| Exercise data |

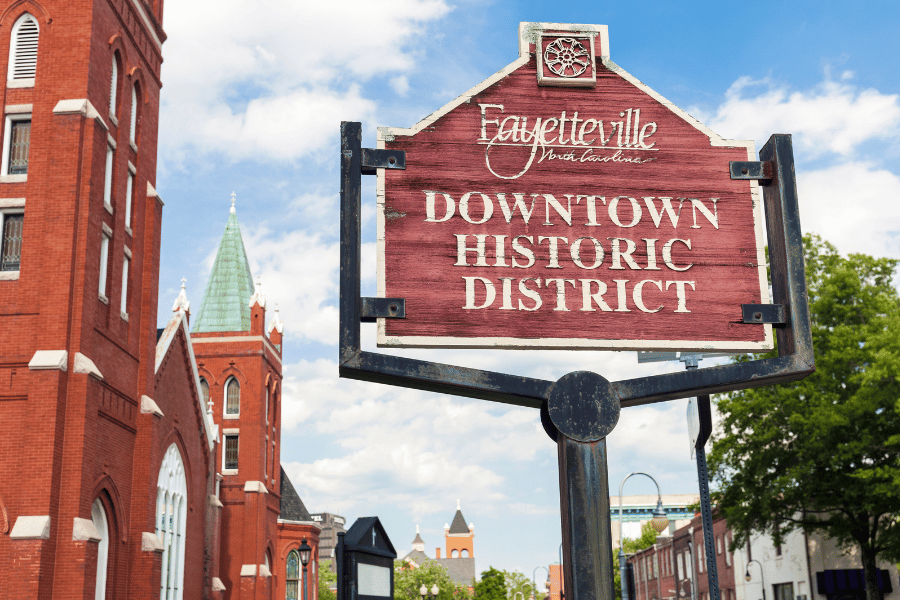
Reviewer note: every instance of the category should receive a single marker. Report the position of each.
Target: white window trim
(13, 44)
(98, 516)
(10, 206)
(129, 194)
(108, 176)
(19, 115)
(225, 413)
(123, 300)
(104, 263)
(225, 434)
(171, 499)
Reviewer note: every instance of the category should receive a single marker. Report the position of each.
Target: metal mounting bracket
(754, 169)
(382, 159)
(381, 308)
(763, 313)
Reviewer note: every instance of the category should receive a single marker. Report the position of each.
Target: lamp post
(762, 575)
(534, 578)
(659, 522)
(305, 552)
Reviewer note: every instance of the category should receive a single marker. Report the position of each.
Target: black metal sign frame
(581, 408)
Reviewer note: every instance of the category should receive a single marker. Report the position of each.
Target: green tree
(408, 580)
(517, 582)
(492, 585)
(630, 546)
(327, 580)
(823, 454)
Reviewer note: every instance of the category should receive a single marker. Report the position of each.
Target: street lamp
(762, 575)
(534, 579)
(659, 522)
(305, 551)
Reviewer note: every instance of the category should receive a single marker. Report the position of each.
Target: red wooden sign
(563, 204)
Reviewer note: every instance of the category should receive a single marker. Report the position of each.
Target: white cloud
(853, 205)
(831, 117)
(276, 76)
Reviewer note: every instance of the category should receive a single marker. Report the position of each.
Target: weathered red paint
(481, 153)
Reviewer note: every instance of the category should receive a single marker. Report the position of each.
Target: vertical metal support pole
(706, 514)
(351, 185)
(339, 565)
(586, 529)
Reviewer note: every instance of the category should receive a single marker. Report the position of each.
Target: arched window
(232, 397)
(114, 86)
(171, 512)
(23, 49)
(135, 106)
(292, 578)
(98, 516)
(204, 392)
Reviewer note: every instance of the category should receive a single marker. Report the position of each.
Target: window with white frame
(123, 304)
(292, 576)
(232, 398)
(23, 52)
(16, 143)
(98, 516)
(230, 452)
(171, 514)
(135, 95)
(129, 193)
(104, 261)
(11, 222)
(107, 177)
(114, 87)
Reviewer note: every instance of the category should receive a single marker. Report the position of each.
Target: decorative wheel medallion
(567, 57)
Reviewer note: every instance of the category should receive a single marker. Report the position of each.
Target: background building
(134, 462)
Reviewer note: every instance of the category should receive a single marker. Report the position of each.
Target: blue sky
(252, 101)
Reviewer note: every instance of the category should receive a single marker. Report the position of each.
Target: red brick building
(115, 472)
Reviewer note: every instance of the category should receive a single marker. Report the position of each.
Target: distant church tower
(240, 378)
(459, 538)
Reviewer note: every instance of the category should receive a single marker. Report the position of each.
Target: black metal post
(305, 581)
(586, 530)
(712, 571)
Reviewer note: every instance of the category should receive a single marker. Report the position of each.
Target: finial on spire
(181, 302)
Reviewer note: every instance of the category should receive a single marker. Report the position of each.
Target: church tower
(79, 250)
(459, 537)
(263, 520)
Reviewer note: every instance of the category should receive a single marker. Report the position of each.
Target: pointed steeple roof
(226, 301)
(459, 522)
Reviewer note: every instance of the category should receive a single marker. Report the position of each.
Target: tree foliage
(408, 580)
(822, 453)
(492, 585)
(518, 582)
(327, 580)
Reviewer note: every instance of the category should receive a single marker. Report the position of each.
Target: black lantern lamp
(305, 552)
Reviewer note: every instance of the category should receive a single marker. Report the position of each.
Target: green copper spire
(226, 301)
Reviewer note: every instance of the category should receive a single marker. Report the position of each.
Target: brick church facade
(134, 462)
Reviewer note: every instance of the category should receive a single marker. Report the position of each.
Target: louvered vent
(25, 58)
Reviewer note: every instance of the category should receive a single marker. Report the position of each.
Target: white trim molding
(31, 528)
(49, 359)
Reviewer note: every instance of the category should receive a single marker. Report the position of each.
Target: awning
(832, 581)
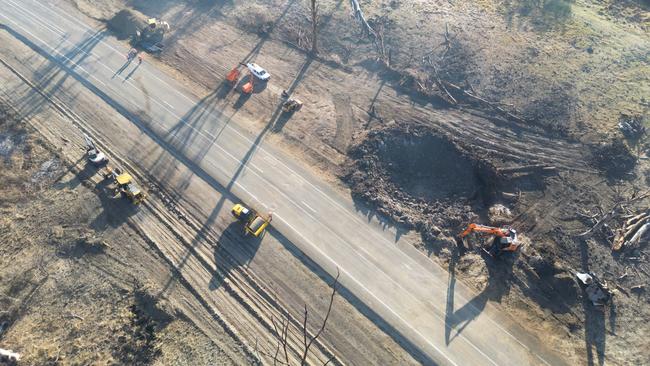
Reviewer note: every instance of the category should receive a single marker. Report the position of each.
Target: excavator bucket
(247, 88)
(233, 75)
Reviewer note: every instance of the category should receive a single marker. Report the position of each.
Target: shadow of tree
(498, 285)
(233, 249)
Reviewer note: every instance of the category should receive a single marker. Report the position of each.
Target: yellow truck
(125, 185)
(254, 223)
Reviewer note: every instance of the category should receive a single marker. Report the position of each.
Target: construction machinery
(596, 290)
(290, 105)
(151, 36)
(233, 77)
(125, 185)
(505, 238)
(254, 223)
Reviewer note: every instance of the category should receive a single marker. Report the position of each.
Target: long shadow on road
(225, 191)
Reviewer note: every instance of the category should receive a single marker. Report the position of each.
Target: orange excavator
(505, 238)
(233, 77)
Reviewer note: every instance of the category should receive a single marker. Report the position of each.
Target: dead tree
(314, 27)
(615, 211)
(307, 344)
(280, 353)
(358, 15)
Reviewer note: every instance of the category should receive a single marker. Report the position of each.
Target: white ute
(258, 71)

| Task goal |
Write out the listing above exactly, images omitted.

| Response |
Reviewer note: every instance of the category should receive a single marker. Report the position of each.
Target: white window trim
(13, 44)
(98, 516)
(10, 206)
(129, 194)
(108, 176)
(19, 115)
(225, 413)
(123, 300)
(104, 263)
(225, 434)
(171, 499)
Reviewer note: every instance of the category should receive a single marker. Report the position of each.
Target: metal mounting bracket
(754, 169)
(382, 159)
(381, 308)
(763, 313)
Reviewer note: every instance of the category should receive a single marker. Report the position of each.
Target: lamp post
(762, 575)
(534, 578)
(659, 522)
(305, 552)
Reviewer note: every instance of the category should receive a single marker. Report the position of each.
Target: black metal sign frame
(581, 408)
Reviewer note: every instance of the category should receive a single marker. Report the position of each.
Target: green tree
(408, 580)
(517, 582)
(492, 585)
(630, 546)
(327, 580)
(823, 454)
Reviewer note: every instance of the category should receive a single marker. Report the position of each.
Target: street lamp
(762, 575)
(534, 579)
(659, 522)
(305, 551)
Reviewer note: every instance of the category should receive a single marker. Report the position of each.
Target: red wooden sign
(563, 204)
Reviewer note: every instance of the category should receive a single marker. Report the position of each.
Target: white cloud
(853, 205)
(831, 117)
(276, 76)
Reviewer note: every instance of the category should receive a single marker. Report the position of each.
Target: weathered red paint
(481, 153)
Reviewer note: every instance of the category should receive a single marker. Report the position of each.
Target: vertical metal support pole
(706, 514)
(351, 185)
(339, 565)
(586, 529)
Reviewer note: every instance of the category should receive a single marker. Report the position of each.
Target: arched window
(232, 397)
(114, 86)
(171, 512)
(23, 49)
(135, 106)
(292, 578)
(98, 516)
(204, 392)
Reviewer note: every instance of the category should receive a single marker. Report the position of each.
Target: window with white frame
(123, 304)
(292, 576)
(232, 398)
(23, 52)
(16, 143)
(98, 516)
(230, 452)
(171, 514)
(135, 95)
(129, 193)
(104, 261)
(11, 222)
(107, 177)
(114, 87)
Reviewer note: every instance of the category should receive a single marker. Report the position of each.
Target: decorative wheel medallion
(567, 57)
Reviewer note: every instance of the category should receive a single marker. Report the position of each.
Target: background building
(134, 462)
Reviewer note: every instance of the category should receive a single marker. Report the position of each.
Target: blue sky
(252, 101)
Reviewer note: every instance of the category should receive a single marker. Report the position of each.
Target: red brick building
(115, 472)
Reviewer note: every instance of the category should receive a single marker. Report the position of each.
Target: distant church tower
(240, 378)
(459, 538)
Reviewer note: every instance of the category should receive a single marker. Report the position of each.
Target: black metal post
(305, 581)
(586, 530)
(712, 571)
Reviewer note: every instance of the category should receive a single marker. Report the position of each.
Target: finial on spire
(181, 302)
Reviewer note: every instance of the category should receive a single marker. Report the position of each.
Target: church tower
(79, 250)
(459, 537)
(263, 520)
Reviewer note: every instance of the category should receive a single marker. Report the position of each.
Target: pointed steeple roof
(226, 301)
(459, 522)
Reviewer note: every instance of the category should receive a single marker. Report the position of each.
Target: tree foliage
(408, 580)
(822, 453)
(492, 585)
(518, 582)
(327, 580)
Reviewer note: every instance of the category should receive a single marker. Report the position of each.
Target: black lantern lamp
(305, 552)
Reviewer note: every instance of the category should receive a single marker. Report the position of each.
Target: green copper spire
(226, 301)
Reviewer note: every instance of the category should receive a single marker. Report the position of each.
Target: brick church facade
(134, 462)
Reviewer note: every instance of the category should receive a single marker. Report the position of each.
Target: louvered vent
(25, 58)
Reviewer note: every instance of the category should receive a single marker. Report the position of each.
Target: white trim molding
(31, 528)
(49, 359)
Reviewer note: every instance of the category should receive a single marker. Report the position of each.
Target: awning
(832, 581)
Reviewer note: every instance of the category should receive a single marker. Report the position of each.
Target: excavator bucket
(247, 88)
(233, 75)
Reviewer note: every instance of the category should receive a single marker. Report the position of each.
Target: shadow of tree
(498, 285)
(233, 249)
Reviewer note: every instance of the category should receive a single marker. Report the position of each.
Target: yellow truck
(125, 185)
(254, 223)
Reviewer note: every instance of the category should receive a single marker. Report the position of each.
Target: construction machinery
(596, 290)
(290, 105)
(151, 36)
(233, 77)
(125, 185)
(505, 238)
(254, 223)
Reviewer note: every instance of the category should receive a single marker. Report the position of each.
Target: long shadow on road
(225, 191)
Reviewer note: every instance of the category should receive a single marker. Report the position of each.
Target: orange excavator
(505, 238)
(233, 77)
Reviewer note: every instance of the category should receive a single marker. Report the position of each.
Target: dead tree
(314, 27)
(615, 211)
(307, 344)
(280, 353)
(358, 15)
Reviewer note: every instance of the category should receive a single marker. Report the position of each.
Target: white ute
(258, 71)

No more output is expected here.